To do:
Count the lines in the records that contain the string "then" and give only that number. Letter case matters.

(Collection entries)
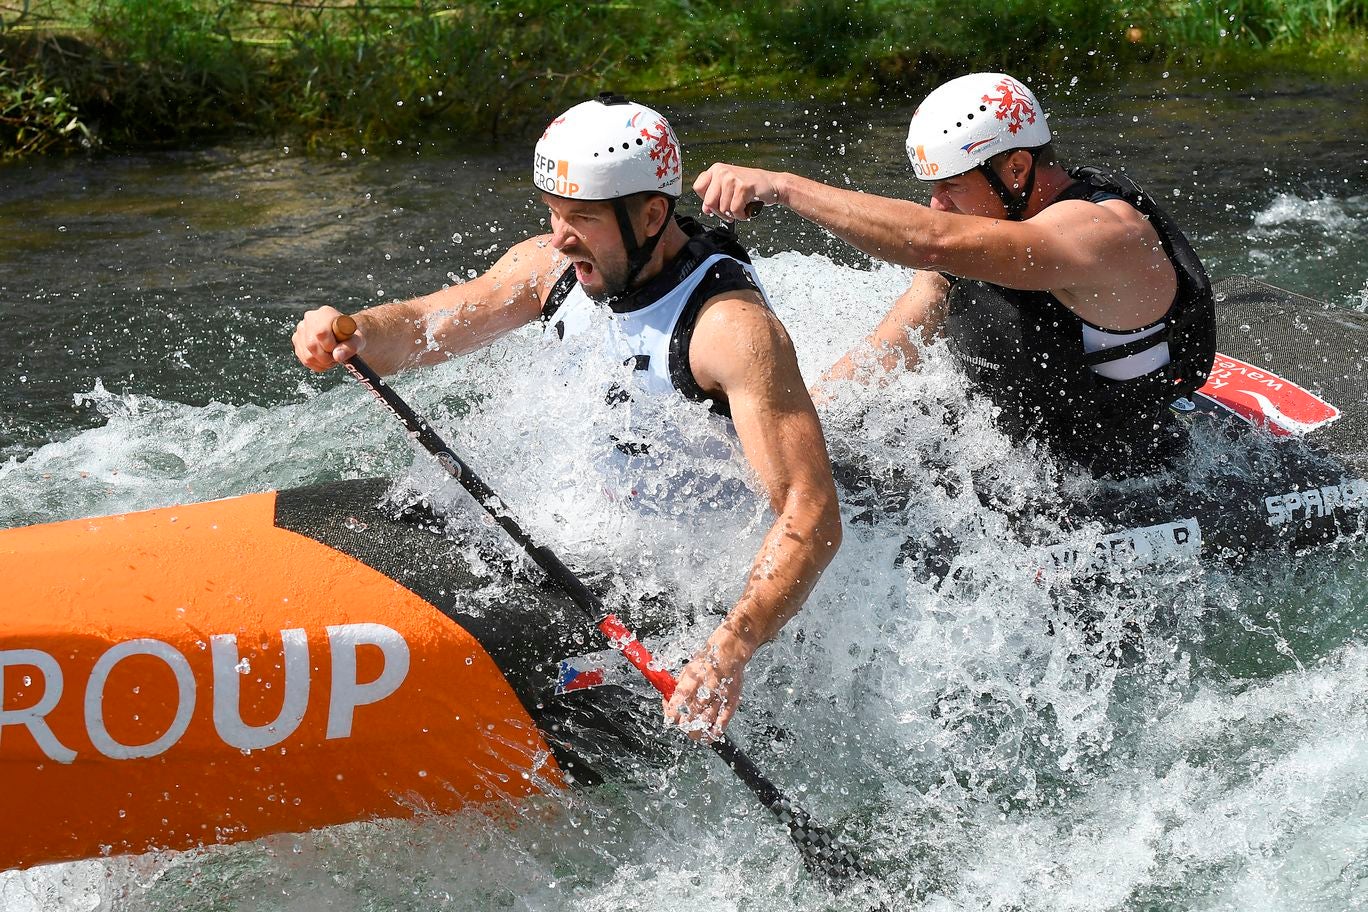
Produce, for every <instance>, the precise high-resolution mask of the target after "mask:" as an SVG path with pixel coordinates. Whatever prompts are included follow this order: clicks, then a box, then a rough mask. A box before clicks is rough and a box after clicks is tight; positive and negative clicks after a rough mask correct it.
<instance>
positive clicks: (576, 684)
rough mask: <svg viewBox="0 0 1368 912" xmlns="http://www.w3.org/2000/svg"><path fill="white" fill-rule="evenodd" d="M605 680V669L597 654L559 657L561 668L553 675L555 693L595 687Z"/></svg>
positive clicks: (597, 685)
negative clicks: (559, 670) (564, 657)
mask: <svg viewBox="0 0 1368 912" xmlns="http://www.w3.org/2000/svg"><path fill="white" fill-rule="evenodd" d="M606 681H607V669H606V667H603V663H602V662H601V660H599V659H598V656H592V655H583V656H576V658H573V659H561V669H560V671H558V673H557V675H555V695H557V696H561V695H562V693H572V692H575V690H586V689H588V688H596V686H599V685H601V684H605V682H606Z"/></svg>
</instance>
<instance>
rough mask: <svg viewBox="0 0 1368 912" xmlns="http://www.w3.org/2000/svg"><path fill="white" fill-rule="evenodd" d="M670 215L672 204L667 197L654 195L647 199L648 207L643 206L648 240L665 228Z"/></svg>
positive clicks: (657, 194) (643, 218)
mask: <svg viewBox="0 0 1368 912" xmlns="http://www.w3.org/2000/svg"><path fill="white" fill-rule="evenodd" d="M669 213H670V204H669V200H666V198H665V197H662V196H659V194H653V196H650V197H647V198H646V205H644V206H642V222H643V223H644V224H643V228H644V234H646V237H647V238H648V237H651V235H654V234H657V232H658V231H659V230H661V228H663V227H665V219H666V217H669Z"/></svg>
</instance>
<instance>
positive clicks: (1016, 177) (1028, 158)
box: [1003, 149, 1031, 190]
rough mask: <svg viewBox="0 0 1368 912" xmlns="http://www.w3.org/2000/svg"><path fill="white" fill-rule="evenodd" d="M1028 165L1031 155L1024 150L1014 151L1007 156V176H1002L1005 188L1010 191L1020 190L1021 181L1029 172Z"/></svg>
mask: <svg viewBox="0 0 1368 912" xmlns="http://www.w3.org/2000/svg"><path fill="white" fill-rule="evenodd" d="M1030 165H1031V155H1030V152H1027V150H1026V149H1015V150H1014V152H1012V153H1011V155H1008V156H1007V174H1005V175H1003V176H1004V178H1007V186H1010V187H1011V189H1012V190H1021V189H1022V180H1025V179H1026V175H1027V174H1029V172H1030Z"/></svg>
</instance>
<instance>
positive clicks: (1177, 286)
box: [695, 72, 1215, 474]
mask: <svg viewBox="0 0 1368 912" xmlns="http://www.w3.org/2000/svg"><path fill="white" fill-rule="evenodd" d="M907 153H908V157H910V159H911V163H912V171H914V174H915V175H917V178H918V179H919V180H923V182H926V183H929V185H930V187H932V198H930V205H929V206H922V205H918V204H915V202H908V201H904V200H888V198H882V197H876V196H870V194H865V193H852V191H848V190H841V189H836V187H829V186H825V185H822V183H817V182H814V180H807V179H804V178H799V176H796V175H791V174H774V172H769V171H759V170H752V168H737V167H733V165H726V164H715V165H713V167H711V168H710V170H709V171H706V172H705V174H702V175H700V176H699V178H698V180H696V182H695V190H696V191H698V193H699V196H700V197H702V198H703V211H705V212H721V213H724V215H725V213H739V215H744V206H746V205H748V204H751V205H754V202H755V201H761V202H766V204H773V202H777V204H782V205H787V206H789V208H791V209H793V211H795V212H798V213H799V215H802V216H803V217H806V219H808V220H811V222H815V223H817V224H821V226H822V227H825V228H828V230H829V231H832V232H833V234H836V235H837V237H840V238H843V239H844V241H847V242H848V243H852V245H855V246H856V247H859V249H860V250H865V252H866V253H869V254H871V256H876V257H880V258H882V260H889V261H892V263H897V264H902V265H908V267H915V268H917V269H918V272H917V275H915V278H914V279H912V284H911V287H910V289H908V290H907V293H906V294H904V295H903V297H902V298H899V301H897V302H896V304H895V305H893V309H892V310H891V312H889V313H888V314H886V316H885V317H884V320H882V323H881V324H880V325H878V327H877V328H876V330H874V331H873V334H871V335H870V336H869V338H867V339H866V340H865V343H862V345H860V346H856V347H855V349H854V350H851V351H850V353H848V354H847V356H845V357H843V358H841V360H840V361H837V364H836V365H833V366H832V369H830V371H829V372H828V375H826V377H825V379H847V377H855V376H859V375H862V373H867V369H869V368H870V366H882V368H884V369H893V368H896V366H897V365H907V366H912V365H915V364H917V360H918V351H919V350H918V347H917V345H914V342H912V338H914V336H919V338H921V339H923V340H928V339H930V338H933V336H936V335H945V336H948V339H949V343H951V350H952V351H953V353H955V354H956V356H958V360H959V362H960V364H962V365H963V368H964V371H966V373H969V376H970V380H971V381H973V384H974V386H975V387H977V388H979V390H981V391H984V392H985V394H988V395H990V397H992V398H993V401H995V403H997V405H999V406H1000V407H1001V423H1003V424H1004V428H1005V429H1007V431H1008V432H1011V433H1014V435H1016V436H1029V435H1038V436H1041V438H1044V439H1045V440H1048V442H1049V443H1051V444H1052V446H1053V448H1055V450H1056V451H1057V453H1059V454H1060V455H1064V457H1066V458H1071V459H1074V461H1077V462H1081V464H1082V465H1085V466H1088V468H1090V469H1092V470H1093V472H1096V473H1099V474H1103V473H1108V474H1127V473H1131V472H1144V470H1149V469H1152V468H1155V466H1157V465H1159V464H1161V462H1163V461H1164V459H1166V458H1168V455H1171V453H1172V451H1174V450H1175V448H1176V446H1178V443H1179V442H1181V440H1182V438H1181V436H1179V435H1178V433H1176V431H1175V428H1174V425H1172V423H1171V421H1170V409H1168V405H1170V403H1171V402H1174V401H1175V399H1179V398H1181V397H1186V395H1187V394H1190V392H1192V391H1194V390H1196V388H1198V387H1200V386H1201V384H1202V383H1204V381H1205V379H1207V375H1208V372H1209V371H1211V365H1212V357H1213V354H1215V310H1213V305H1212V297H1211V283H1209V282H1208V279H1207V275H1205V272H1204V269H1202V267H1201V263H1200V260H1198V258H1197V254H1196V253H1194V252H1193V249H1192V246H1190V245H1189V243H1187V241H1186V238H1183V234H1182V231H1179V230H1178V227H1176V224H1174V222H1172V219H1170V217H1168V215H1167V213H1164V212H1163V211H1161V209H1160V208H1159V206H1157V205H1156V204H1155V201H1153V200H1152V198H1150V197H1149V196H1146V194H1145V193H1144V191H1142V190H1141V189H1140V187H1138V186H1135V183H1134V182H1133V180H1130V179H1129V178H1126V176H1124V175H1114V174H1108V172H1105V171H1103V170H1100V168H1075V170H1068V171H1066V170H1064V168H1063V167H1062V165H1060V164H1059V163H1057V161H1056V159H1055V156H1053V152H1052V148H1051V133H1049V127H1048V126H1047V123H1045V112H1044V109H1042V108H1041V105H1040V103H1038V101H1037V100H1036V96H1034V94H1033V93H1031V92H1030V89H1027V88H1026V86H1023V85H1022V83H1021V82H1018V81H1016V79H1014V78H1011V77H1008V75H1005V74H1000V72H975V74H971V75H967V77H960V78H958V79H952V81H949V82H947V83H945V85H943V86H940V88H938V89H936V90H934V92H932V93H930V94H929V96H928V97H926V100H925V101H922V104H921V107H919V108H918V109H917V111H915V112H914V113H912V120H911V127H910V130H908V134H907Z"/></svg>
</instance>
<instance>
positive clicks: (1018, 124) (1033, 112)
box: [984, 79, 1036, 134]
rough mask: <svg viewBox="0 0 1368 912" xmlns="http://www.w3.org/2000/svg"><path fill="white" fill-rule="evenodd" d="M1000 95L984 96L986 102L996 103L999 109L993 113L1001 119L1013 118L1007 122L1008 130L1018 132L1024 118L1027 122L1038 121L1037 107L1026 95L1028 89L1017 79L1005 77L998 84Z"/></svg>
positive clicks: (995, 87) (985, 103)
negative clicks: (1022, 85)
mask: <svg viewBox="0 0 1368 912" xmlns="http://www.w3.org/2000/svg"><path fill="white" fill-rule="evenodd" d="M993 89H996V90H997V92H1001V94H999V96H990V94H985V96H984V104H996V105H997V111H996V112H995V113H993V116H996V118H997V119H999V120H1011V123H1008V124H1007V131H1008V133H1011V134H1016V131H1018V130H1021V129H1022V120H1025V122H1026V123H1036V108H1034V105H1031V103H1030V101H1029V100H1027V98H1026V97H1025V94H1026V89H1023V88H1022V85H1021V83H1019V82H1016V81H1015V79H1003V81H1001V82H999V83H997V85H996V86H993Z"/></svg>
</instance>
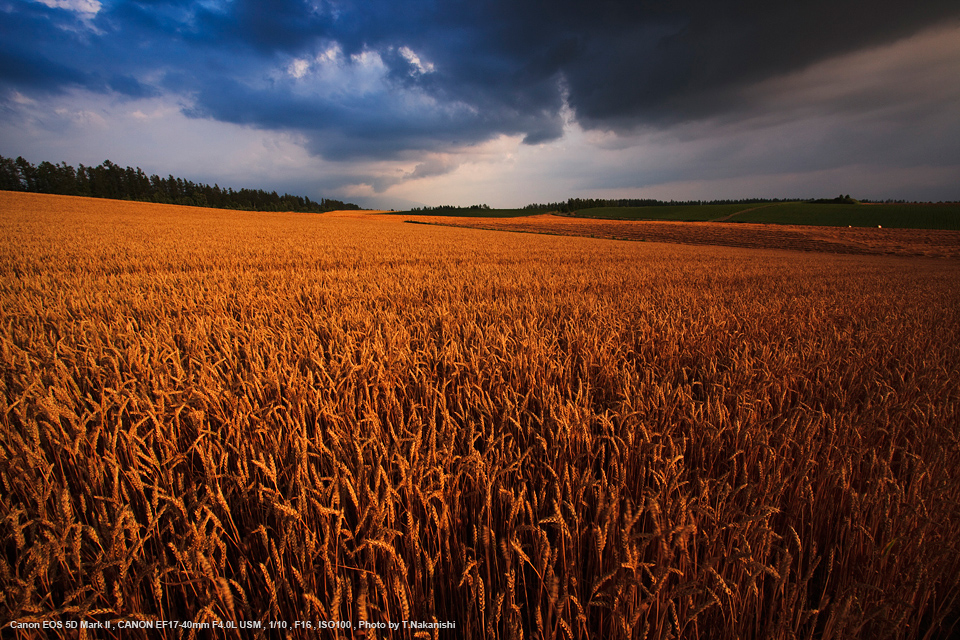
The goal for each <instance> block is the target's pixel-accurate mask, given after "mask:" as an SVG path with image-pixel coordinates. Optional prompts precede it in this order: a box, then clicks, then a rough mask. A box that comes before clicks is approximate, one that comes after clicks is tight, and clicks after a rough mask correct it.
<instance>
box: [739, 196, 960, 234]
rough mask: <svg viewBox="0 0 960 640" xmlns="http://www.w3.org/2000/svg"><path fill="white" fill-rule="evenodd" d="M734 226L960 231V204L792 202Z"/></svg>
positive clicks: (745, 215) (760, 214)
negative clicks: (801, 226)
mask: <svg viewBox="0 0 960 640" xmlns="http://www.w3.org/2000/svg"><path fill="white" fill-rule="evenodd" d="M731 222H766V223H772V224H805V225H819V226H825V227H845V226H848V225H849V226H852V227H876V226H878V225H880V226H883V227H891V228H897V229H950V230H958V229H960V205H958V204H808V203H802V202H788V203H784V204H778V205H775V206H772V207H764V208H762V209H755V210H753V211H747V212H745V213H742V214H740V215H737V216H734V217H733V218H732V219H731Z"/></svg>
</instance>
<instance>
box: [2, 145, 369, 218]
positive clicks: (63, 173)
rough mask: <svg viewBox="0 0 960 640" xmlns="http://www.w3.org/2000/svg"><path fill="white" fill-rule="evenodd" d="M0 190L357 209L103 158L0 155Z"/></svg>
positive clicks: (253, 210)
mask: <svg viewBox="0 0 960 640" xmlns="http://www.w3.org/2000/svg"><path fill="white" fill-rule="evenodd" d="M0 190H6V191H30V192H33V193H54V194H59V195H65V196H88V197H92V198H110V199H113V200H135V201H138V202H159V203H162V204H179V205H186V206H191V207H212V208H215V209H239V210H243V211H298V212H304V213H322V212H324V211H335V210H338V209H359V208H360V207H359V206H358V205H355V204H352V203H349V202H341V201H340V200H329V199H327V198H323V199H321V200H320V202H315V201H314V200H311V199H310V198H306V197H303V196H292V195H290V194H287V193H285V194H283V195H282V196H281V195H277V192H276V191H270V192H267V191H263V190H262V189H240V190H239V191H234V190H233V189H224V188H222V187H220V186H219V185H214V186H212V187H211V186H210V185H208V184H195V183H193V182H190V181H189V180H184V179H182V178H174V177H173V176H172V175H171V176H168V177H166V178H161V177H160V176H158V175H152V176H147V174H145V173H144V172H143V170H142V169H140V167H137V168H136V169H133V168H131V167H126V168H121V167H120V166H119V165H116V164H114V163H112V162H110V161H109V160H104V162H103V164H101V165H100V166H97V167H85V166H83V165H82V164H81V165H80V166H79V167H77V168H76V169H74V168H73V167H72V166H70V165H68V164H67V163H65V162H61V163H60V164H52V163H50V162H41V163H40V164H39V165H38V166H33V165H32V164H30V163H29V162H27V161H26V160H24V159H23V158H22V157H19V158H17V159H16V160H11V159H10V158H4V157H3V156H0Z"/></svg>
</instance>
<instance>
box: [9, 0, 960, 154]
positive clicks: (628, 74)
mask: <svg viewBox="0 0 960 640" xmlns="http://www.w3.org/2000/svg"><path fill="white" fill-rule="evenodd" d="M51 4H54V3H52V2H51ZM96 5H97V3H96V2H92V0H83V1H81V0H74V1H73V2H60V3H59V5H58V6H56V7H50V6H47V5H46V4H45V3H40V2H32V1H29V0H7V3H6V4H5V5H4V6H3V8H0V11H2V12H3V16H2V20H0V88H4V89H6V92H7V93H8V94H9V93H10V91H16V92H19V93H22V94H25V95H42V94H44V93H48V94H49V93H57V92H62V91H65V90H69V89H71V88H75V87H80V88H83V89H87V90H91V91H94V92H100V93H111V92H113V93H117V94H121V95H125V96H129V97H145V96H151V95H157V94H159V93H161V92H166V93H170V92H175V93H178V94H179V95H183V96H184V97H185V101H186V102H189V103H190V104H189V106H186V107H185V110H186V112H187V113H188V114H189V115H192V116H196V117H209V118H214V119H217V120H221V121H226V122H232V123H237V124H243V125H250V126H254V127H260V128H269V129H277V130H291V131H297V132H299V133H302V134H304V135H306V136H307V139H308V140H309V145H308V146H309V148H310V149H311V151H312V152H314V153H317V154H319V155H322V156H324V157H326V158H347V157H357V156H360V157H373V158H391V157H399V156H402V155H403V154H404V153H405V152H408V151H433V150H441V149H444V148H447V147H449V146H450V145H466V144H471V143H476V142H479V141H483V140H486V139H490V138H491V137H494V136H496V135H499V134H509V135H520V136H523V140H524V142H526V143H529V144H538V143H542V142H547V141H550V140H553V139H556V138H558V137H560V136H561V135H562V134H563V117H564V113H565V112H564V109H565V107H569V109H570V113H572V115H573V117H574V118H575V119H576V120H577V121H578V122H579V123H580V124H581V126H583V127H584V128H586V129H601V130H611V131H617V132H625V131H630V130H635V129H636V128H638V127H644V126H666V125H670V124H676V123H683V122H687V121H694V120H697V119H702V118H706V117H714V116H718V115H723V114H727V113H736V112H737V111H738V110H740V109H742V108H743V105H744V104H745V103H746V101H748V100H749V99H750V95H749V91H747V89H748V88H749V87H751V86H752V85H755V84H756V83H759V82H762V81H764V80H767V79H770V78H776V77H778V76H781V75H783V74H787V73H790V72H795V71H798V70H800V69H803V68H804V67H807V66H809V65H811V64H814V63H817V62H818V61H822V60H825V59H828V58H830V57H832V56H836V55H839V54H844V53H849V52H853V51H857V50H860V49H863V48H865V47H869V46H874V45H880V44H884V43H889V42H893V41H895V40H897V39H898V38H903V37H906V36H908V35H910V34H913V33H916V32H918V31H919V30H922V29H924V28H927V27H930V26H934V25H937V24H941V23H944V22H945V21H953V20H956V19H957V18H958V17H960V5H958V4H957V3H956V1H955V0H927V1H924V2H917V3H911V4H908V5H904V4H903V3H902V2H896V1H894V0H870V1H867V0H848V1H842V0H841V1H836V0H834V1H828V0H808V1H807V2H803V3H800V2H767V1H759V0H676V1H669V0H651V1H648V2H640V1H629V2H627V1H622V0H595V1H593V2H589V3H585V2H582V1H581V0H553V1H551V2H547V1H545V0H486V1H482V0H471V1H466V0H444V1H437V0H411V1H408V2H403V3H398V2H395V1H394V0H269V1H268V0H224V1H222V2H211V1H208V2H204V3H195V2H186V1H182V0H141V1H139V2H133V1H129V0H117V1H111V0H103V1H102V4H100V5H99V6H98V7H97V6H96ZM96 9H98V10H96Z"/></svg>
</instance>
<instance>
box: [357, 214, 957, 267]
mask: <svg viewBox="0 0 960 640" xmlns="http://www.w3.org/2000/svg"><path fill="white" fill-rule="evenodd" d="M739 213H743V212H739ZM376 217H378V218H381V219H392V220H393V221H396V222H399V221H400V220H398V218H402V221H404V222H416V223H420V224H435V225H442V226H453V227H464V228H473V229H487V230H496V231H514V232H526V233H545V234H553V235H568V236H586V237H594V238H603V239H610V240H632V241H645V242H667V243H674V244H693V245H715V246H728V247H742V248H751V249H788V250H795V251H808V252H820V253H839V254H851V255H886V256H903V257H933V258H949V259H960V231H941V230H930V229H876V228H872V227H853V228H848V227H817V226H800V225H775V224H757V223H743V222H722V221H718V220H713V221H709V222H672V221H670V222H667V221H640V220H599V219H589V218H570V217H566V216H556V215H551V214H542V215H536V216H528V217H523V218H469V219H468V218H457V217H448V216H402V217H400V216H379V215H378V216H376Z"/></svg>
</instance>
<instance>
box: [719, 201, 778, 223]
mask: <svg viewBox="0 0 960 640" xmlns="http://www.w3.org/2000/svg"><path fill="white" fill-rule="evenodd" d="M778 204H781V203H780V202H774V203H773V204H764V205H761V206H759V207H750V208H749V209H744V210H743V211H737V212H736V213H731V214H730V215H728V216H723V217H722V218H714V219H713V220H711V221H710V222H727V221H728V220H730V219H731V218H733V217H736V216H738V215H740V214H741V213H746V212H748V211H756V210H757V209H766V208H767V207H774V206H776V205H778Z"/></svg>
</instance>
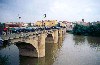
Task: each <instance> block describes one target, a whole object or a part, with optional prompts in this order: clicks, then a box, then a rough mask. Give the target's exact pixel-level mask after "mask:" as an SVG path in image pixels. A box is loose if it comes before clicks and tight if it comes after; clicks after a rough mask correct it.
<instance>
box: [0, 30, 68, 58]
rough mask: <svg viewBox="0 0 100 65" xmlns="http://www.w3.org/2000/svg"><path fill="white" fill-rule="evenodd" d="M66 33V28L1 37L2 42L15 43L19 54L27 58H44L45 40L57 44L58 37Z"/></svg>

Task response:
3